• _Work order_
Please give back only the lines below from the one containing "point(78, 68)" to the one containing "point(101, 26)", each repeated word for word, both ends included.

• _Supplied records_
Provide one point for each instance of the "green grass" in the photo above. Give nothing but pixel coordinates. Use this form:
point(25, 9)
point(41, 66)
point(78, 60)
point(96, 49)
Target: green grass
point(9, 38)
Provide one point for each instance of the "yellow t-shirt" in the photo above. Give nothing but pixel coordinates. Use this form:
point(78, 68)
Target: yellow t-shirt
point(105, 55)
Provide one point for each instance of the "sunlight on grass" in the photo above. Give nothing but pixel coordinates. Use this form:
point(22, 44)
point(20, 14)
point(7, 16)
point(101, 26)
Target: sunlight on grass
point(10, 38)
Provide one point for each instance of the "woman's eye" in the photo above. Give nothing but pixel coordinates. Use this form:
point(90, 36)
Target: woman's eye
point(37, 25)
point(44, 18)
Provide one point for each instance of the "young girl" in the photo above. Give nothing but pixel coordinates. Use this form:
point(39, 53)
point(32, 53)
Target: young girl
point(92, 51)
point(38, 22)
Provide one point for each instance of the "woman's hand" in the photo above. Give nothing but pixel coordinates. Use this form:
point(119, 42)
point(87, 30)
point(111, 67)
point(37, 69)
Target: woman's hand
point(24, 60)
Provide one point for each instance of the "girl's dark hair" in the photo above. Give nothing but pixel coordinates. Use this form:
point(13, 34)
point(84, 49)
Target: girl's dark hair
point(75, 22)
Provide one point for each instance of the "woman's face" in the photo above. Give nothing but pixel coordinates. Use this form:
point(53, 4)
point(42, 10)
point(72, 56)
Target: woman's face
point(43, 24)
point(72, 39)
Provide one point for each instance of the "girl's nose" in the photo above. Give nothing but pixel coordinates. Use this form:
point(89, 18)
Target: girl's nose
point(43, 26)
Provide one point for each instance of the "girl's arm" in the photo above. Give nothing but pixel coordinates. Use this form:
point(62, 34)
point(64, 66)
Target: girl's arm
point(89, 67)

• _Task output_
point(78, 68)
Target: yellow t-shirt
point(105, 55)
Provide one point for each instance of the "sunlight on grass" in the photo above. Give nothing but pixel coordinates. Use this form:
point(22, 44)
point(20, 14)
point(7, 16)
point(101, 26)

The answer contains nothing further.